REQUIREMENTS:
a) Name each ensemble model that the long-short strategy text says the strategy trains.
b) Copy out the stretch of the long-short strategy text from "Strategy Overview" through "model’s stock-selection ability.", renaming "universe" to "coverage list" wherever it appears.
c) Write what comes next in the long-short strategy text, picking up after its final sentence.

TEXT TO READ:
Long-Short Strategy
The EnsembleLongShort class combines multiple ensemble models to create a long-short equity strategy. By aggregating predictions from diverse models, the strategy achieves more robust signal generation than any single model.
Strategy Overview
The ensemble long-short approach follows a systematic pipeline:
- Train multiple ensemble models (Random Forest, XGBoost, LightGBM, CatBoost)
- Generate predictions for all assets in the universe
- Go long on top predicted performers (highest predicted probability of positive returns)
- Go short on bottom predicted performers (lowest predicted probability)
- Rebalance periodically based on updated predictions
Long-short strategies are market-neutral by design: the long and short legs offset market exposure, leaving returns driven primarily by the model’s stock-selection ability.

DATASET CONTENT:
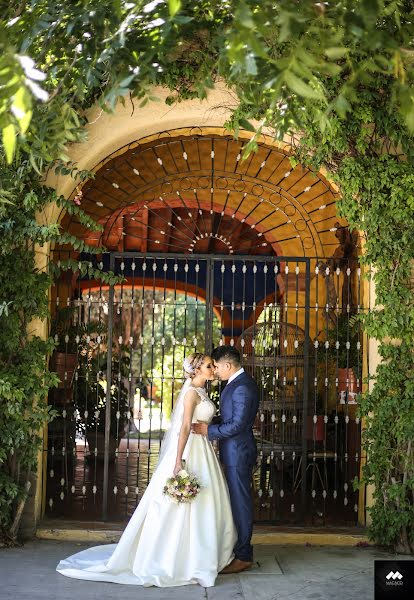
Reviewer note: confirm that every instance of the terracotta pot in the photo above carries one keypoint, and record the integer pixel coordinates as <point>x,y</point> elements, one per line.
<point>348,387</point>
<point>64,363</point>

RESULTS FOR THE EXERCISE:
a) Random Forest, XGBoost, LightGBM, CatBoost

b)
Strategy Overview
The ensemble long-short approach follows a systematic pipeline:
- Train multiple ensemble models (Random Forest, XGBoost, LightGBM, CatBoost)
- Generate predictions for all assets in the coverage list
- Go long on top predicted performers (highest predicted probability of positive returns)
- Go short on bottom predicted performers (lowest predicted probability)
- Rebalance periodically based on updated predictions
Long-short strategies are market-neutral by design: the long and short legs offset market exposure, leaving returns driven primarily by the model’s stock-selection ability.

c)
Basic Implementation
from puffin.ensembles import EnsembleLongShort, RandomForestTrader, XGBoostTrader
# Prepare cross-sectional data (multiple assets)
# Each row represents an asset at a point in time
features = pd.DataFrame({
"momentum_1m": [...],
"momentum_3m": [...],
"value_score": [...],
"quality_score": [...],
})
forward_returns = pd.Series([...]) # Forward returns
# Train multiple models
rf_model = RandomForestTrader(task="classification", random_state=42)
xgb_model = XGBoostTrader(task="classification", random_state=43)
# Create signals (binary: positive/negative return)
signals = (forward_returns > 0).astype(int)
# Create ensemble
ensemble = EnsembleLongShort(models={
"random_forest": rf_model,
"xgboost": xgb_model,
})
# Fit all models
ensemble.fit(features, signals)
# Generate trading signals
trading_signals = ensemble.generate_signals(
features,
top_pct=0.2, # Long top 20%
bottom_pct=0.2, # Short bottom 20%
)
print(trading_signals.head())
Signal Output
The generate_signals() method returns a Series with values:
1for long positions (top quantile)-1for short positions (bottom quantile)0for neutral (middle 60% in the example above)
Backtesting the Strategy
# Backtest performance
results = ensemble.backtest_signals(
features,
forward_returns,
top_pct=0.2,
bottom_pct=0.2
)
print("Backtest Results:")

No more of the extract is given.